§ **Task requirements**:
The result should be an exact copy of the entries that follow, with no pictures included.

§ **Data records**:
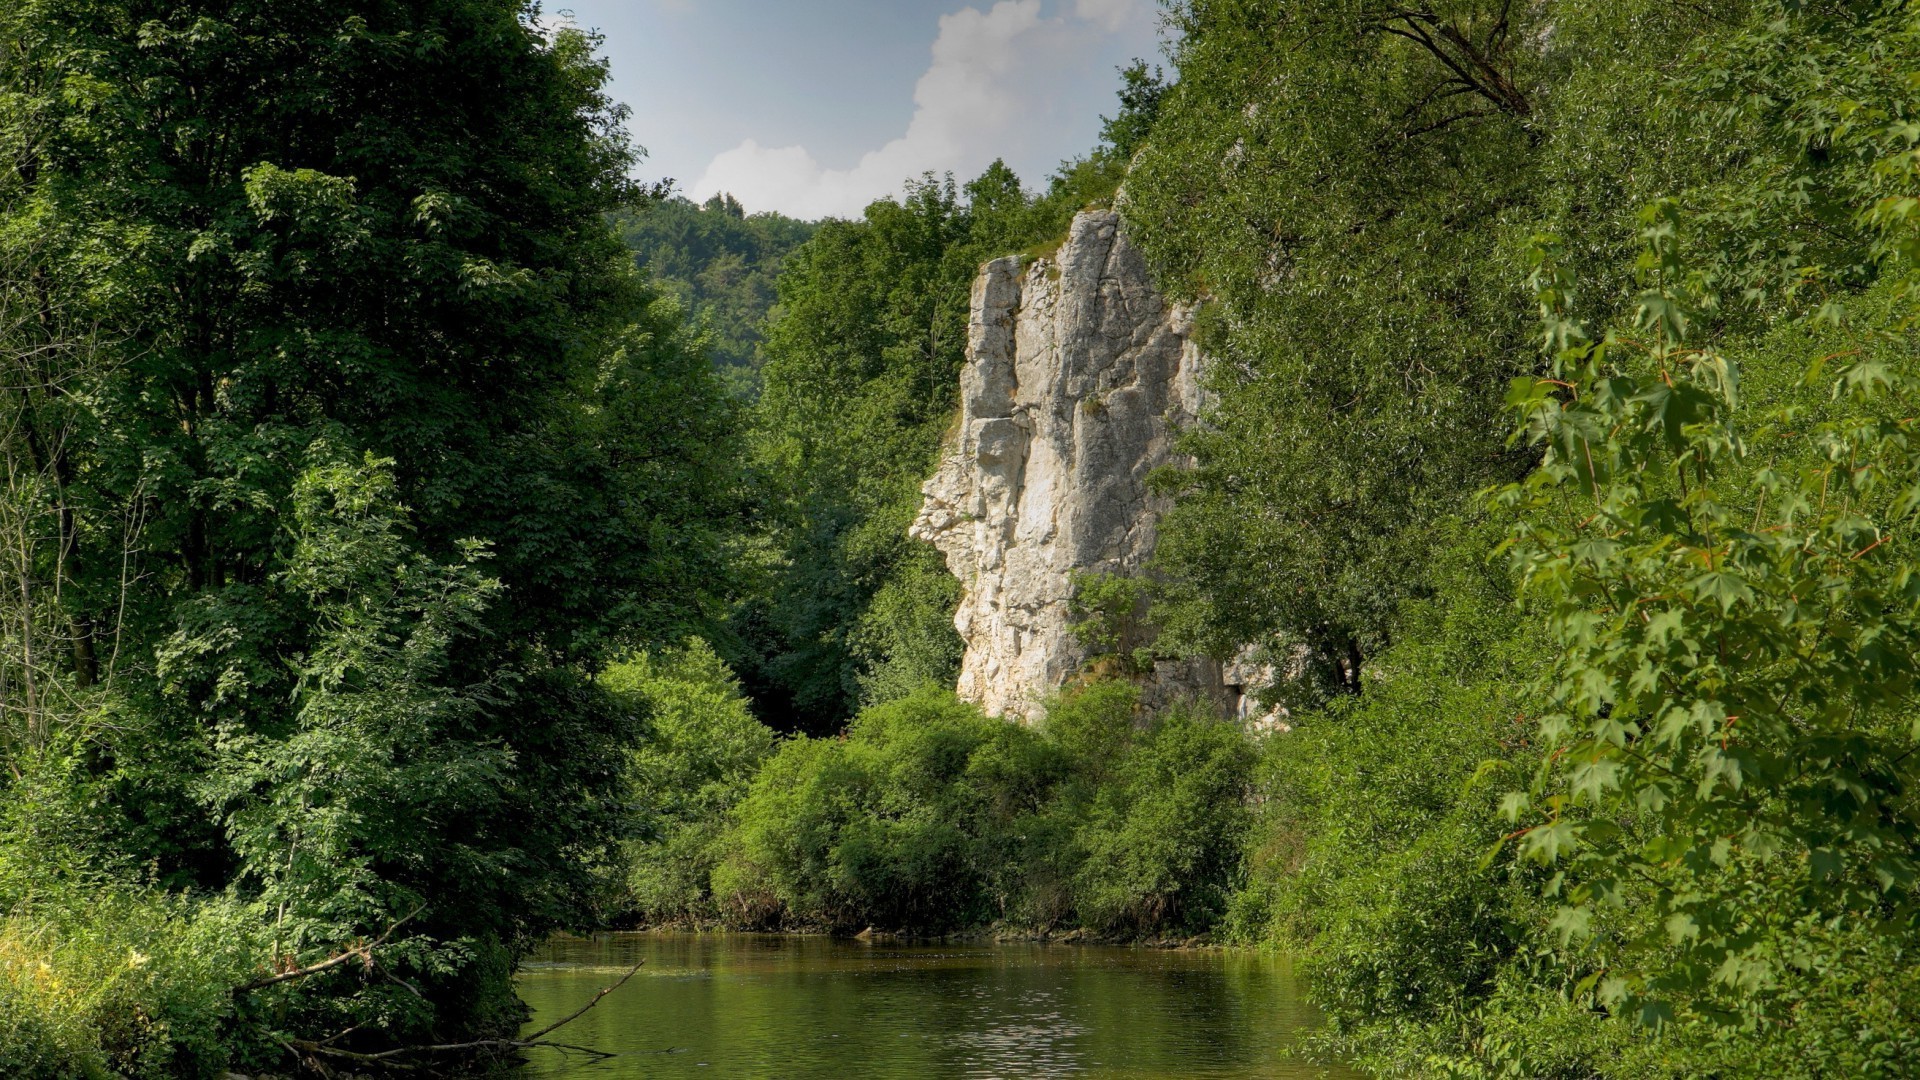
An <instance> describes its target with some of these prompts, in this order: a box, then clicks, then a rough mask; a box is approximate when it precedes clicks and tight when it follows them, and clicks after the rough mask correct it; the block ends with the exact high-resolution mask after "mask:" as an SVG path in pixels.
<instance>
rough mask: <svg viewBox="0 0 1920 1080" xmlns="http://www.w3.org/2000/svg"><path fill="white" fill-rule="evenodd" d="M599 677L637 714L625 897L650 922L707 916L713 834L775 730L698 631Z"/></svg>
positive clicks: (744, 789)
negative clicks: (685, 640)
mask: <svg viewBox="0 0 1920 1080" xmlns="http://www.w3.org/2000/svg"><path fill="white" fill-rule="evenodd" d="M599 684H601V686H605V688H607V690H609V692H612V694H614V698H616V700H618V701H620V705H622V707H626V709H632V711H634V713H636V715H639V717H641V736H639V746H637V748H636V749H634V751H632V755H630V759H628V799H630V803H632V811H630V824H628V828H626V834H628V842H626V853H624V859H626V867H628V880H626V888H628V894H630V897H628V899H626V905H628V907H632V909H634V911H636V913H637V915H639V917H641V919H643V920H647V922H693V924H699V922H707V920H712V919H714V917H716V909H714V903H712V896H710V886H708V882H710V878H712V871H714V865H716V863H718V861H720V846H718V842H720V836H722V832H724V828H726V821H728V815H730V813H732V809H733V805H735V803H739V799H741V798H743V796H745V794H747V784H749V782H751V780H753V776H755V773H756V771H758V767H760V763H762V761H764V759H766V757H768V755H770V753H772V751H774V732H772V730H770V728H768V726H764V724H762V723H760V721H756V719H753V711H751V707H749V701H747V698H745V694H741V690H739V682H737V680H735V678H733V673H732V671H728V667H726V663H724V661H722V659H720V657H718V655H714V651H712V648H710V646H708V644H707V642H703V640H699V638H695V640H691V642H689V644H687V646H684V648H680V650H674V651H662V653H639V655H637V657H634V659H630V661H622V663H616V665H611V667H609V669H607V671H603V673H601V676H599Z"/></svg>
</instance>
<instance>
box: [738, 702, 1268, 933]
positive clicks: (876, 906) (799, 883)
mask: <svg viewBox="0 0 1920 1080" xmlns="http://www.w3.org/2000/svg"><path fill="white" fill-rule="evenodd" d="M1252 759H1254V753H1252V746H1250V744H1248V740H1246V736H1244V734H1240V730H1238V728H1235V726H1233V724H1225V723H1219V721H1213V719H1208V717H1200V715H1196V713H1188V711H1169V713H1165V715H1162V717H1152V719H1144V717H1140V715H1139V709H1137V696H1135V690H1133V688H1131V686H1127V684H1121V682H1102V684H1092V686H1087V688H1083V690H1077V692H1075V694H1069V696H1066V698H1062V700H1058V701H1056V703H1054V707H1052V709H1050V713H1048V721H1046V724H1044V726H1043V728H1041V730H1033V728H1025V726H1020V724H1010V723H1006V721H996V719H987V717H981V715H979V711H977V709H973V707H972V705H964V703H960V701H956V700H954V698H952V694H948V692H935V690H922V692H918V694H914V696H910V698H902V700H897V701H889V703H885V705H874V707H870V709H866V711H862V713H860V715H858V717H856V719H854V723H852V726H851V728H849V730H847V734H845V736H843V738H837V740H806V738H801V740H793V742H787V744H783V746H781V748H780V751H778V753H776V755H774V759H772V761H770V763H768V765H766V769H764V771H762V773H760V774H758V776H756V778H755V782H753V790H751V794H749V796H747V799H745V801H743V803H741V805H739V809H737V813H735V824H733V828H732V834H730V846H728V857H726V861H724V863H722V865H720V867H718V869H716V871H714V876H712V882H714V894H716V896H718V897H720V901H722V911H724V915H726V919H728V920H730V922H733V924H783V926H829V928H858V926H868V924H872V926H879V928H889V930H920V932H929V930H954V928H970V926H985V924H1002V926H1014V928H1056V926H1062V924H1079V926H1087V928H1092V930H1096V932H1102V934H1116V936H1152V934H1165V932H1173V930H1187V932H1196V930H1206V928H1208V926H1212V922H1213V920H1215V919H1217V915H1219V913H1221V909H1223V907H1225V897H1227V894H1229V890H1231V886H1233V880H1235V872H1236V863H1238V847H1240V842H1242V836H1244V830H1246V822H1248V813H1246V790H1248V782H1250V778H1252Z"/></svg>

§ **Response area**:
An <instance> describes its target with some of these prompts, in this order: a box, then clicks, then a rough mask; a box is approximate when it precedes clicks and tight when it follows them, and clicks after the rough mask correct it; the block ends with the exact high-resolution mask after "mask:" as an SVG path in pixels.
<instance>
rough mask: <svg viewBox="0 0 1920 1080" xmlns="http://www.w3.org/2000/svg"><path fill="white" fill-rule="evenodd" d="M599 677L637 714L625 897L650 922L707 916L713 834L775 730L698 631Z"/></svg>
positive clicks: (744, 789)
negative clicks: (685, 640)
mask: <svg viewBox="0 0 1920 1080" xmlns="http://www.w3.org/2000/svg"><path fill="white" fill-rule="evenodd" d="M599 684H601V686H605V688H607V690H609V692H612V694H614V698H616V700H618V701H620V705H622V707H626V709H632V711H634V713H636V715H639V717H641V736H639V746H637V748H636V749H634V751H632V755H630V759H628V799H630V803H632V811H630V824H628V828H626V834H628V842H626V853H624V859H626V867H628V880H626V888H628V894H630V897H628V899H626V905H628V907H632V909H634V911H636V913H637V915H639V917H641V919H643V920H647V922H693V924H699V922H707V920H712V919H714V917H716V909H714V903H712V896H710V886H708V882H710V878H712V871H714V865H716V863H718V861H720V846H718V842H720V836H722V832H724V828H726V821H728V815H730V813H732V809H733V805H735V803H739V799H741V798H743V796H745V794H747V784H749V782H751V780H753V776H755V773H756V771H758V767H760V763H762V761H764V759H766V757H768V755H770V753H772V751H774V732H772V730H770V728H768V726H764V724H762V723H760V721H756V719H753V711H751V707H749V701H747V698H745V694H741V690H739V682H737V680H735V678H733V673H732V671H728V667H726V663H724V661H722V659H720V657H718V655H714V651H712V648H710V646H708V644H707V642H703V640H699V638H695V640H691V642H689V644H687V646H684V648H680V650H674V651H662V653H639V655H637V657H634V659H630V661H622V663H616V665H611V667H609V669H607V671H603V673H601V676H599Z"/></svg>
</instance>
<instance>
box: [738, 702, 1268, 933]
positive clicks: (876, 906) (799, 883)
mask: <svg viewBox="0 0 1920 1080" xmlns="http://www.w3.org/2000/svg"><path fill="white" fill-rule="evenodd" d="M1252 759H1254V753H1252V746H1250V744H1248V740H1246V736H1244V734H1240V730H1238V728H1235V726H1233V724H1225V723H1219V721H1213V719H1208V717H1200V715H1196V713H1188V711H1169V713H1165V715H1162V717H1152V719H1144V717H1140V715H1139V709H1137V696H1135V690H1133V688H1131V686H1127V684H1121V682H1102V684H1092V686H1087V688H1083V690H1077V692H1075V694H1069V696H1066V698H1062V700H1058V701H1056V703H1054V707H1052V709H1050V713H1048V721H1046V724H1044V726H1043V728H1041V730H1033V728H1025V726H1020V724H1010V723H1006V721H996V719H987V717H981V715H979V711H977V709H973V707H972V705H964V703H960V701H956V700H954V698H952V694H948V692H935V690H922V692H918V694H914V696H910V698H902V700H897V701H889V703H885V705H874V707H870V709H866V711H862V713H860V715H858V717H856V719H854V723H852V726H851V728H849V730H847V734H845V736H843V738H837V740H806V738H801V740H793V742H787V744H783V746H781V748H780V751H778V753H776V755H774V759H772V761H770V763H768V765H766V769H764V771H762V773H760V774H758V776H756V778H755V782H753V790H751V794H749V796H747V799H745V801H743V803H741V805H739V809H737V813H735V824H733V828H732V834H730V846H728V857H726V861H724V863H722V865H720V867H718V869H716V871H714V876H712V882H714V894H716V896H718V897H720V901H722V911H724V915H726V919H728V920H730V922H733V924H783V926H829V928H858V926H868V924H872V926H879V928H889V930H920V932H929V930H954V928H970V926H985V924H1002V926H1014V928H1056V926H1062V924H1079V926H1087V928H1092V930H1096V932H1102V934H1116V936H1152V934H1165V932H1173V930H1187V932H1196V930H1206V928H1208V926H1212V922H1213V920H1215V919H1217V915H1219V913H1221V909H1223V907H1225V897H1227V894H1229V890H1231V886H1233V880H1235V872H1236V863H1238V847H1240V842H1242V836H1244V830H1246V822H1248V813H1246V790H1248V782H1250V778H1252Z"/></svg>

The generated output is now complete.